Le fils, Marcel Monnier, alité lui aussi, se fait légèrement prier mais il finit par ouvrir aux gendarmes qui, entre-temps, ont pu apercevoir une fenêtre aux persiennes closes au deuxième étage du 21, rue de la Visitation. Quand on lui apprend la raison de cette visite, l'ancien sous-préfet Marcel Monnier explique qu'il s'agit d'une calomnie. Et puis, enfin, sa sœur ne vit pas avec lui mais avec sa mère. C'est à elle qu'il faut s'adresser.

Accompagnés de Marcel, les gendarmes frappent à nouveau à la porte de la maison de Louise Monnier, la mère. On finit par leur ouvrir. Quand ils pénètrent dans la chambre du deuxième étage, la stupéfaction se mêle au dégoût. L'air est si vicié qu'ils doivent sortir avant d'entrer à nouveau, ayant simplement constaté, dans l'obscurité, que la fenêtre était cadenassée et garnie de bourrelets à tous les joints, comme pour empêcher la moindre circulation.

Le commissaire poursuit : « Nous pénétrons à nouveau dans la pièce, et cherchons à ouvrir la fenêtre pour donner de l'air, mais nous en sommes empêchés par M. Monnier, qui nous dit que cela contrarierait sa sœur. Nous constatons que sa malheureuse sœur est couchée sur un mauvais grabat et couverte d'une couverture - le tout d'une saleté repoussante ; que sur ce même grabat courent des insectes et de la vermine prenant leur nourriture dans les déjections, sur le lit de cette malheureuse. » Ne pouvant plus tenir, les gendarmes se retirent et interrogent les deux domestiques.

» **Liste des consignes**
1. Dans le récit de la visite des gendarmes, où se trouve la fenêtre aux persiennes closes que ceux-ci aperçoivent ?
2. Traduisez en anglais cette phrase du récit de la visite des gendarmes : « Quand on lui apprend la raison de cette visite, l'ancien sous-préfet Marcel Monnier explique qu'il s'agit d'une calomnie. »
3. Poursuivez le récit de la visite des gendarmes à partir de sa dernière phrase.
Le matériel n'a aucun lien avec le récit de la visite des gendarmes.

» **Extrait de données**
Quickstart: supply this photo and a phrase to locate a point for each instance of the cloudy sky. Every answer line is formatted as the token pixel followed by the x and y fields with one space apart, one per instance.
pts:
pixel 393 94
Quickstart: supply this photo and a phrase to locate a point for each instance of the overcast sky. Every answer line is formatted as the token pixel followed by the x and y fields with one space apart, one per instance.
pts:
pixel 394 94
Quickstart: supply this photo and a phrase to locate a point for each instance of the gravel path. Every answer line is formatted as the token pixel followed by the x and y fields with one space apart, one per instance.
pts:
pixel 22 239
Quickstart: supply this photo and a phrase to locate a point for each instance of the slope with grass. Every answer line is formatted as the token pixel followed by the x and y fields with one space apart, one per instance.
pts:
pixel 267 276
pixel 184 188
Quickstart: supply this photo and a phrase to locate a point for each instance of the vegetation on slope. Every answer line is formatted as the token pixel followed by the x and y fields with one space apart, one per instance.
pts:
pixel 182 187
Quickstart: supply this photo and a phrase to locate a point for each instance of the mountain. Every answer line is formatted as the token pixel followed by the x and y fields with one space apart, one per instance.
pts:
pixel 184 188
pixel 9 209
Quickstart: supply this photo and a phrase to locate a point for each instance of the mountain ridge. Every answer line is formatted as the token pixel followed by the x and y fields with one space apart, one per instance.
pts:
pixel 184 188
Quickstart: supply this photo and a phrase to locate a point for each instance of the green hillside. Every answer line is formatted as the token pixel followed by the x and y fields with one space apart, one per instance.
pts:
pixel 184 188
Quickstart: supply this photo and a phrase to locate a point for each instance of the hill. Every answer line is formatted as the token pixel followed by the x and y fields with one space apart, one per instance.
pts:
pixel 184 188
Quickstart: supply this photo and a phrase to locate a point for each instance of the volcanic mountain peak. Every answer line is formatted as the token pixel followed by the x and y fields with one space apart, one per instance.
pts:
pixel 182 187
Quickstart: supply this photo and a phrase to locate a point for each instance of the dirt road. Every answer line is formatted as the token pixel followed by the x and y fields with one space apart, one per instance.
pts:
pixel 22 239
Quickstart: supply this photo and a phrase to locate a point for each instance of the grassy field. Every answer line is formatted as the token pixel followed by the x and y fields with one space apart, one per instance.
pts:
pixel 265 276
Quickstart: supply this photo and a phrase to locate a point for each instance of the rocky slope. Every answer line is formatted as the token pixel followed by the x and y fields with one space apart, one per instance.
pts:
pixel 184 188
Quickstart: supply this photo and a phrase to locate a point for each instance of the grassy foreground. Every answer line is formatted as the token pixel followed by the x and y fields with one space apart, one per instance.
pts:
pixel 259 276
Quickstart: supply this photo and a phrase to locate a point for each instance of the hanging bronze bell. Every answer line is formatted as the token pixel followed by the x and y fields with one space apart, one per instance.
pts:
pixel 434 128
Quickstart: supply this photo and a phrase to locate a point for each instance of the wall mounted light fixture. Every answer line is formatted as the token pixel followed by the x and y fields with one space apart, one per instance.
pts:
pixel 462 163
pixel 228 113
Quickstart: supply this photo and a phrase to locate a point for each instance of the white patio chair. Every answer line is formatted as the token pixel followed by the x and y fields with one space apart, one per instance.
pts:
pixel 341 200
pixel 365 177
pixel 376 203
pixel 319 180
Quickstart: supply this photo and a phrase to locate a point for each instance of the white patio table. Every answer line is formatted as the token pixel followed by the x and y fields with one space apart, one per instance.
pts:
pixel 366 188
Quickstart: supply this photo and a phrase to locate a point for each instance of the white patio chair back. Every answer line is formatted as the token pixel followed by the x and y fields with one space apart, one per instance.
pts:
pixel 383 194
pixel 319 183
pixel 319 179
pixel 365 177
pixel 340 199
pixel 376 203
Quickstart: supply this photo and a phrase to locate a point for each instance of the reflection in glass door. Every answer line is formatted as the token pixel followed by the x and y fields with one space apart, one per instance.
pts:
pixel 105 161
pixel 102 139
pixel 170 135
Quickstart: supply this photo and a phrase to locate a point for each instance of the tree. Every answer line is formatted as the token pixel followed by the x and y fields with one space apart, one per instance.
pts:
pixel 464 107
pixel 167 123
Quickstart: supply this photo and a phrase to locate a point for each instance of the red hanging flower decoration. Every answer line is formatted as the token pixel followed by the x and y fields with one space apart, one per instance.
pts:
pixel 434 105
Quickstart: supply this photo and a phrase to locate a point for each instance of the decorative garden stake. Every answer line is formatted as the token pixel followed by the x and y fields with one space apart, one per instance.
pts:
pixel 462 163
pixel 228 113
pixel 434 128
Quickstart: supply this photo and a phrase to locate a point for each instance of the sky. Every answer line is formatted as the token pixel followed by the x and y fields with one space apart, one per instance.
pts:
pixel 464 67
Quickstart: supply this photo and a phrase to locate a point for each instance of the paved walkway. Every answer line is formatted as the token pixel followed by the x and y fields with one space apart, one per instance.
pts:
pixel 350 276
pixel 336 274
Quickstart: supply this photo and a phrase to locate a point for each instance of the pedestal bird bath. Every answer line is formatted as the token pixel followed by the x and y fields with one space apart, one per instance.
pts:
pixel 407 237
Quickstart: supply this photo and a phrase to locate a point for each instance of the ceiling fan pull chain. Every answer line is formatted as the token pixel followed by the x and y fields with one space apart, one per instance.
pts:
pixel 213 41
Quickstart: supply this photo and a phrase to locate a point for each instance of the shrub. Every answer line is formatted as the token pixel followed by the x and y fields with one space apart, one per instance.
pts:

» **Réponses de l'exercice**
1. Au deuxième étage du 21, rue de la Visitation.

2. When he is told the reason for this visit, the former sub-prefect Marcel Monnier explains that it is a slander.

3.
La mère explique qu'elle a enfermé sa fille pour la sauver de la folie

Plus tard dans l'après-midi, le juge d'instruction arrive sur place. Il donne tout de suite l'ordre d'ouvrir la fenêtre. On aperçoit alors nettement, pour la première fois, Blanche, la sœur de Marcel et la fille de Louise Monnier. Elle est âgée de 52 ans. Voici un extrait du rapport du juge d'instruction : « La malheureuse est couchée nue sur une paillasse pourrie. Tout autour d'elle s'est formée une sorte de croûte faite d'excréments, de débris de viande, de légumes, de poisson et de pain en putréfaction. Nous voyons aussi des coquilles d'huîtres, de bêtes courant sur le lit de Mlle Monnier. Cette dernière est couverte de vermine. »

Extrêmement maigre, portant sur le crâne une natte de cheveux d'un seul bloc, Blanche Monnier crie et se cramponne à son lit. On décide de l'envoyer à l'hôpital ficelée dans une couverture, puisqu'elle ne possède pas de vêtements. Pendant ce temps, plusieurs gendarmes font le tour de la maison, constatant que tout est bien tenu, propre, rangé, en un mot une maison bourgeoise ordinaire.

* À l'hôpital, les médecins auscultent Blanche Monnier. Les ongles sont d'une longueur étonnante, le teint est translucide et le corps, exceptionnellement maigre, est couvert de crasse. Sur la tête, la séquestrée porte une masse compacte de 1 mètre de long pour 30 centimètres de large. Les cheveux mêlés aux débris de nourriture et aux excréments pèsent plus de 2 kilos. L'odeur est si épouvantable que les médecins autorisent les personnes présentes à fumer.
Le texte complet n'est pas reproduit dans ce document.